** To be done **
List each line of the entries below that contains the string "streamer".

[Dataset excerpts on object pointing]
---

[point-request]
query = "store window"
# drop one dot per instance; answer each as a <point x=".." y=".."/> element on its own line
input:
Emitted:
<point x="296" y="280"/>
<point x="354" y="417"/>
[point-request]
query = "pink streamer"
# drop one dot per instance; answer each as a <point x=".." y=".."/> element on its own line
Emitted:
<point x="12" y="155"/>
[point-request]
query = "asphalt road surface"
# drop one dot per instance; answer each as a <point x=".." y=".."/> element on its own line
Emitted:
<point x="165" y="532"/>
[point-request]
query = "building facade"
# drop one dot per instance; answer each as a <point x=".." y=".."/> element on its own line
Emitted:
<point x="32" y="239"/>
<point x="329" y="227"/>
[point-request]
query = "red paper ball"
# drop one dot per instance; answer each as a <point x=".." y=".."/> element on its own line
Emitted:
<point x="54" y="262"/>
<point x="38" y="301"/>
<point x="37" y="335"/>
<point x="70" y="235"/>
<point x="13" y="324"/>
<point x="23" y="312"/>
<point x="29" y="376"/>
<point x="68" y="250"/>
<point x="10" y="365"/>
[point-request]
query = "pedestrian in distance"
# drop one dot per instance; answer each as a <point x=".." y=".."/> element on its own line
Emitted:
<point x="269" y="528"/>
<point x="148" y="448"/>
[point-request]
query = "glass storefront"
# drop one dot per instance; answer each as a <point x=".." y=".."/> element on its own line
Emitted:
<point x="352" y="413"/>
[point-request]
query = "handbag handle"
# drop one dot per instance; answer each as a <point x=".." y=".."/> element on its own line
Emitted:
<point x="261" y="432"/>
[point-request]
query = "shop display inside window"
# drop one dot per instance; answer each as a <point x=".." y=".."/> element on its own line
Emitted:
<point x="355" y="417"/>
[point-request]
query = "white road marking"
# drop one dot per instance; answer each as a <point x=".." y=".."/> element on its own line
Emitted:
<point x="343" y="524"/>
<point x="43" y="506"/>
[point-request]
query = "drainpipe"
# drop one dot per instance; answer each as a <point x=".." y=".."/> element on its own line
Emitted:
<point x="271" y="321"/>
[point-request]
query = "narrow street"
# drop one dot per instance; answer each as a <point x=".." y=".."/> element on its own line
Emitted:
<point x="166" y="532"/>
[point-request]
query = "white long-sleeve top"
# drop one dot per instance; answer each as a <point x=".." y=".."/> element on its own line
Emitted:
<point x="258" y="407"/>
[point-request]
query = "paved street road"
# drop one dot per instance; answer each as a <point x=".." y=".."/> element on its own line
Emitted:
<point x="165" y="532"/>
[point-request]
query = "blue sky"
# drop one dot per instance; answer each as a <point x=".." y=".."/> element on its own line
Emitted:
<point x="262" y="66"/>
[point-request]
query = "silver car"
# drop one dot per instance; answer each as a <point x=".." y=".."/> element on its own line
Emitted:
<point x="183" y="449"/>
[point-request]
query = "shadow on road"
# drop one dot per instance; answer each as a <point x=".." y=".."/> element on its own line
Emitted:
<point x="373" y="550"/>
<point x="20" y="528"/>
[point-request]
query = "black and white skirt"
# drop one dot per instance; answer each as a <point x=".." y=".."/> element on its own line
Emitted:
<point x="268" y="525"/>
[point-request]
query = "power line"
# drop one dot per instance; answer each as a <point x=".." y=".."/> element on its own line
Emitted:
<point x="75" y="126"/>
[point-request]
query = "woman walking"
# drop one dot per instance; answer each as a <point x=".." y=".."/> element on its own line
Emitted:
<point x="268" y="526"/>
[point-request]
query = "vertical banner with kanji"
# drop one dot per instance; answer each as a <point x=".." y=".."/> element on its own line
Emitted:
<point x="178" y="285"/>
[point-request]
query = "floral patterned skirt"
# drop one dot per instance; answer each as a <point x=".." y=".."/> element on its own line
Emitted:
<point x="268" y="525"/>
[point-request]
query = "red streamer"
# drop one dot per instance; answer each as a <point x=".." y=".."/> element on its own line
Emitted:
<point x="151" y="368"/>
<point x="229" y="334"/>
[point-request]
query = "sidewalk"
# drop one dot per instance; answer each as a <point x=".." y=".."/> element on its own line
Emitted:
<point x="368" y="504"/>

---

** Final result **
query = "pink streamer"
query = "red streamer"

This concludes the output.